*Required action 1*. Translate this sentence from the comment thread into Spanish: "Anyone who follows his penny pinching tips with the hopes of emulating him is bound to be disappointed."
*Required action 2*. Rename "wealth" as "savings" in the comment thread, writing out the part starting with "One last point….it’s" and going on through "to be disappointed.".

*Selected excerpt*.
***

One last point….it’s pretty clear that if the majority if his claims are true, he’s got to be making $150k+ gross from all sources, which makes him a high earner.

He ought to consider changing his message/image FROM “how to pinch pennys” which is a high effort/low impact way to increase wealth TO “how to make more money” OR “how to become a high-income earner” which are really driving his progress.

Anyone who follows his penny pinching tips with the hopes of emulating him is bound to be disappointed.

David
9 years ago

@ James

Up until this point, I was willing to give the guy the benefit of the doubt. But it’s pretty clear from your sources there’s something fishy going on.

I also find it particularly interesting the way he uses accounting discretion to make his progress appear better than reality. For example, he rents out the majority of the space in his house, but includes unrealized capital gains on his house in his net worth without an associated tax liability.

David
9 years ago

Lesson Learned: if you’re going to lie or bend the truth on the internet, at least make sure your message is consistent across time and space!

SST
9 years ago

@James: it’s the world of finance, lies and fraud are all part of the game. :) Thanks for the expose!

How I Graduated from University With $50,000 of Debt (2012)
https://www.youtube.com/watch?v=4tygGTC-FQw

Sounds like a case of wanting to be overly adored.

Last edited 1 day ago by Jordan
James
9 years ago

As other have noticed, the math just doesn’t work. Plus:

a) In this article he claimed to graduate debt free: http://www.housingblock.com/blog/mortgage-free-31-journey-student-first-time-homeowner/

b) In this video, he says he graduated with 50k in student debt: https://www.youtube.com/watch?v=4tygGTC-FQw

c) In this article, he claimed to earn up to 25k per year from working during university: http://business.financialpost.com/2014/06/07/mortgage-free-in-canada/

So he either graduated with 50k in debt or with no debt at all, never made more than 25k per year during school, yet somehow had a down payment of 170k saved up, and somehow decreased his mortgage by 180k in 26 months.

***

*Stored data*.
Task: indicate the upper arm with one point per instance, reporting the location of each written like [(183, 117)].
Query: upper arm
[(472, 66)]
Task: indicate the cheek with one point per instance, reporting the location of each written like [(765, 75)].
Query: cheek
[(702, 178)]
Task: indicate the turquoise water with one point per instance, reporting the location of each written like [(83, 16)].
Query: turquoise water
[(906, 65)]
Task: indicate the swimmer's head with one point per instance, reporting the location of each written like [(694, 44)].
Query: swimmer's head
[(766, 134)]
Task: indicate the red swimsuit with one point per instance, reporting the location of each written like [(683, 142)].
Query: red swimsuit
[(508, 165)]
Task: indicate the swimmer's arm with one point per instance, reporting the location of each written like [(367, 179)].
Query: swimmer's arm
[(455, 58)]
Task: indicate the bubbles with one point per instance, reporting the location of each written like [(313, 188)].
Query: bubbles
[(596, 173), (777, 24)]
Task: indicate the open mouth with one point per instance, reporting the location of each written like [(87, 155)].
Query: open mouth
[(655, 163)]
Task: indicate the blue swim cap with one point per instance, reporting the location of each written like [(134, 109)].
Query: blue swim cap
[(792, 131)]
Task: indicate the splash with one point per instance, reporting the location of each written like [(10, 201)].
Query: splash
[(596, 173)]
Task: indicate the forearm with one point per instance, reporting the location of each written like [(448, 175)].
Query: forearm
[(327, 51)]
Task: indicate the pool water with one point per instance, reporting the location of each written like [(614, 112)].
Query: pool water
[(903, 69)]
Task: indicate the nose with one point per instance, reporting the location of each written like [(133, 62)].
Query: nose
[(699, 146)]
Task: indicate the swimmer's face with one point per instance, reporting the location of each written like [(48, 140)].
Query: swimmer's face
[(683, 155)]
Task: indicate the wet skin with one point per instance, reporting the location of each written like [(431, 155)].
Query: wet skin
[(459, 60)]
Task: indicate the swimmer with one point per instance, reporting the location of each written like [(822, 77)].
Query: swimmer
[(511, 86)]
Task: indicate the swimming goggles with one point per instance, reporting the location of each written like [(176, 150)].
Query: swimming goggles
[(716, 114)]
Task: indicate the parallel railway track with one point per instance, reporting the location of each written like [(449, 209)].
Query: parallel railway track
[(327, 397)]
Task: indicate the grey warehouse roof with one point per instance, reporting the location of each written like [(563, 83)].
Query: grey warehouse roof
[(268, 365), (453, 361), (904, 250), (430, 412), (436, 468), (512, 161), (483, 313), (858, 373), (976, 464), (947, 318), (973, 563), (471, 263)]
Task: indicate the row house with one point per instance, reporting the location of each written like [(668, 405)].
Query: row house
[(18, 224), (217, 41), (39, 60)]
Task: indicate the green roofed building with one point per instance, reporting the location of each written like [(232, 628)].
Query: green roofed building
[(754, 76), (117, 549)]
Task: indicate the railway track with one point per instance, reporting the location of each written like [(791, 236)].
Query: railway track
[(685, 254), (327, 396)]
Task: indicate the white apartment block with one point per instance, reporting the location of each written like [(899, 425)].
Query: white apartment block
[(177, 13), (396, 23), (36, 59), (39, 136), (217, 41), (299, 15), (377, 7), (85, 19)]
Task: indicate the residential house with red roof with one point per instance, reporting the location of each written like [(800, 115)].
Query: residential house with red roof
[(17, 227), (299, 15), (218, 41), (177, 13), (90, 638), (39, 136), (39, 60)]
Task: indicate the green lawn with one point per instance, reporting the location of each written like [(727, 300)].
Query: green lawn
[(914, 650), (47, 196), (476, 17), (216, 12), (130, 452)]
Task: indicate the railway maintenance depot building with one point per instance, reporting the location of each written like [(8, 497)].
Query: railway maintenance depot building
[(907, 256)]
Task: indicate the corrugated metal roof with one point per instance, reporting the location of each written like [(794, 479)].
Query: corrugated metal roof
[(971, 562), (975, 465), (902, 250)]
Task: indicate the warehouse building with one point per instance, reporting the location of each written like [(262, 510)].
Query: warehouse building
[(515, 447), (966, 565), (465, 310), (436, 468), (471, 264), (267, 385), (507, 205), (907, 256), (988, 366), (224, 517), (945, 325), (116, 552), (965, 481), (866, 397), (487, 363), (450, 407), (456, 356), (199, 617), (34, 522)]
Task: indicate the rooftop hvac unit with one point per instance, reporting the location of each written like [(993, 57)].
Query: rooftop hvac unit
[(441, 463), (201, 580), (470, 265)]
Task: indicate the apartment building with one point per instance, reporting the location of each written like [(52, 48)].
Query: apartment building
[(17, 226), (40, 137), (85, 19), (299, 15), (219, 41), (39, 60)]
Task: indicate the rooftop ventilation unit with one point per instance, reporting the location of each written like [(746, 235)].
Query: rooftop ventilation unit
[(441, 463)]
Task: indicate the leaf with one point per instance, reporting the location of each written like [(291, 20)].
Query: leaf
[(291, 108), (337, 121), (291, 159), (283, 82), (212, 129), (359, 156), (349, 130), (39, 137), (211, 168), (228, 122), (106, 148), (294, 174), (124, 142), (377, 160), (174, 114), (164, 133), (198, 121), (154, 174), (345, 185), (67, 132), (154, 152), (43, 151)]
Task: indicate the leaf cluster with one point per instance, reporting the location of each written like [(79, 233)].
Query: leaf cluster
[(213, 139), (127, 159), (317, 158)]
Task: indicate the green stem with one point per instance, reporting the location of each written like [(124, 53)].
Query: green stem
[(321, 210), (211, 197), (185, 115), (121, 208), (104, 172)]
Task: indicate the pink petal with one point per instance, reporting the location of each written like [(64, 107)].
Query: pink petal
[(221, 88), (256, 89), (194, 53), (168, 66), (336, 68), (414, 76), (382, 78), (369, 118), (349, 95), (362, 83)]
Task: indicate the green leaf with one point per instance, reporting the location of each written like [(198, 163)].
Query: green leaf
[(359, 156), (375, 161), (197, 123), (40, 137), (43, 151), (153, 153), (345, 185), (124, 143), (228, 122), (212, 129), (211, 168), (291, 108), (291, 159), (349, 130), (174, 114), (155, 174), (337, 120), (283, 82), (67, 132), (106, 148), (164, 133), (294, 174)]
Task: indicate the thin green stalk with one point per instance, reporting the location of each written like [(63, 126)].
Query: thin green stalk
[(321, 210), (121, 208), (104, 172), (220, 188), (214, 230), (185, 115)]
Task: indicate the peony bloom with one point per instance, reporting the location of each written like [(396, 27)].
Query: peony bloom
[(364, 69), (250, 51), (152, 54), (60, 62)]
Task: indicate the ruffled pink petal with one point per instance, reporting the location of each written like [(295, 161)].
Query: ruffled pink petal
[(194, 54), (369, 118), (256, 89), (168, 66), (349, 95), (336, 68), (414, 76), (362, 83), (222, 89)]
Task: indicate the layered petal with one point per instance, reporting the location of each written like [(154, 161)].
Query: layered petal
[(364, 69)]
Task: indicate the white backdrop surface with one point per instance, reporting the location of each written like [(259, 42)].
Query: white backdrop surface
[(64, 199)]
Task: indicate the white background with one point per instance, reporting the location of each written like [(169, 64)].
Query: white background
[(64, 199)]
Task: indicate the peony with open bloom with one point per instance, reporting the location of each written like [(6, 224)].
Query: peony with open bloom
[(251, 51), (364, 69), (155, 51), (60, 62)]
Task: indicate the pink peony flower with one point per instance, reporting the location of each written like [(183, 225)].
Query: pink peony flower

***

*Exercise result 1*. Cualquiera que siga sus consejos para ahorrar centavos con la esperanza de imitarlo está destinado a decepcionarse.

*Exercise result 2*.
One last point….it’s pretty clear that if the majority if his claims are true, he’s got to be making $150k+ gross from all sources, which makes him a high earner.

He ought to consider changing his message/image FROM “how to pinch pennys” which is a high effort/low impact way to increase savings TO “how to make more money” OR “how to become a high-income earner” which are really driving his progress.

Anyone who follows his penny pinching tips with the hopes of emulating him is bound to be disappointed.